**OBJECTIVE**
Copy word for word everything in the partial correlation text from "Primary LanguageFortranMIT LicenseMIT" down to "fluxes to luminosities.".

**SELECTION**
--- begin ---

/partial-correlation

A test for partial correlation with censored astronomical data

Primary LanguageFortranMIT LicenseMIT

PARTIAL CORRELATION COEFFICIENT AND SIGNIFICANCE FOR CENSORED DATA

The code is based on the methodology presented in 'A test for partial correlation with censored astronomical data', Akritas & Siebert, MNRAS, 278, 919 (1996).

What is this for?

The idea here is suppose you have measurements for two variables, X and Y. X and Y correlate well with each other. However, they mutually correlate with a third variable Z, which you have also measured. How can you be sure that the correlation you see between X and Y is not actually driven by Z?

One important astronomical example is when you are studying the correlation between luminosities at different bands—say X-rays and radio—for a sample of sources. The "hidden variable" Z in this case is the luminosity distance dL, which you used to convert from fluxes to luminosities.

--- end ---

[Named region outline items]

--- begin ---

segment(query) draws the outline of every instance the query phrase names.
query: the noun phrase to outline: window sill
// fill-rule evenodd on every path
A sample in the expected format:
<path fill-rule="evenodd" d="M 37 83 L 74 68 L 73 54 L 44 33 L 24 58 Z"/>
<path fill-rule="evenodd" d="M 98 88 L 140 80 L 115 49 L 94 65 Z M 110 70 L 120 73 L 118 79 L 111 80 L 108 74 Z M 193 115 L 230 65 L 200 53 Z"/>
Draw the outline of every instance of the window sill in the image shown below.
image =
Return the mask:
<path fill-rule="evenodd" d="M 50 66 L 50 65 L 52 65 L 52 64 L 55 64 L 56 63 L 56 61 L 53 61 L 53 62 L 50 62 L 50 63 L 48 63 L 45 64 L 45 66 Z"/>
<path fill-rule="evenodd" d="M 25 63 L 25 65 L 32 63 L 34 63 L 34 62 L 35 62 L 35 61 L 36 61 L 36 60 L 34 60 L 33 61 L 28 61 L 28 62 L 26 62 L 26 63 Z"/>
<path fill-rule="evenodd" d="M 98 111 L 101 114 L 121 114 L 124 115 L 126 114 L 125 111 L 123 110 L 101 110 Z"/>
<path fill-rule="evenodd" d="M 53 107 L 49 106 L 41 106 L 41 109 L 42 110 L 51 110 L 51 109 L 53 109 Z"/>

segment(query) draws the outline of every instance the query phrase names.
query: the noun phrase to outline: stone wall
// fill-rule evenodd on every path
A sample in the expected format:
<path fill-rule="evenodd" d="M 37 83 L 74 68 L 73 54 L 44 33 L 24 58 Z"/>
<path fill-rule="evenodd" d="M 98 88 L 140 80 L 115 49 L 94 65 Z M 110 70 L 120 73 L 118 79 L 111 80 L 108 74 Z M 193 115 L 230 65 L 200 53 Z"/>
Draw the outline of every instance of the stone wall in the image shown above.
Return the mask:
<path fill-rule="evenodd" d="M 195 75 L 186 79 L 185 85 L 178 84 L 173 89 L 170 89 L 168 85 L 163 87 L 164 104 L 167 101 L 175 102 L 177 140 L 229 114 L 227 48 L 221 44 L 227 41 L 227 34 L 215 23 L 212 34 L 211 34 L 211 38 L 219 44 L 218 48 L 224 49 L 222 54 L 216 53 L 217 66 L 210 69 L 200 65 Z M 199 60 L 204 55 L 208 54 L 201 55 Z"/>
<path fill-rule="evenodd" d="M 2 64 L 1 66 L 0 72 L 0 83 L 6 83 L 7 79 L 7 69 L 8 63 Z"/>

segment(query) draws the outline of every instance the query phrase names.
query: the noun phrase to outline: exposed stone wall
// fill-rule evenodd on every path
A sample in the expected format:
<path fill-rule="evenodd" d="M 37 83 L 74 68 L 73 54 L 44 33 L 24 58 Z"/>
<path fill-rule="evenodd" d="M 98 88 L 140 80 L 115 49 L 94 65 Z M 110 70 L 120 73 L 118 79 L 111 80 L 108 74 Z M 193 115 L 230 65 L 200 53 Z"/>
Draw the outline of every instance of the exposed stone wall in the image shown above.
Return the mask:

--- end ---

**WORKED SOLUTION**
Primary LanguageFortranMIT LicenseMIT

PARTIAL CORRELATION COEFFICIENT AND SIGNIFICANCE FOR CENSORED DATA

The code is based on the methodology presented in 'A test for partial correlation with censored astronomical data', Akritas & Siebert, MNRAS, 278, 919 (1996).

What is this for?

The idea here is suppose you have measurements for two variables, X and Y. X and Y correlate well with each other. However, they mutually correlate with a third variable Z, which you have also measured. How can you be sure that the correlation you see between X and Y is not actually driven by Z?

One important astronomical example is when you are studying the correlation between luminosities at different bands—say X-rays and radio—for a sample of sources. The "hidden variable" Z in this case is the luminosity distance dL, which you used to convert from fluxes to luminosities.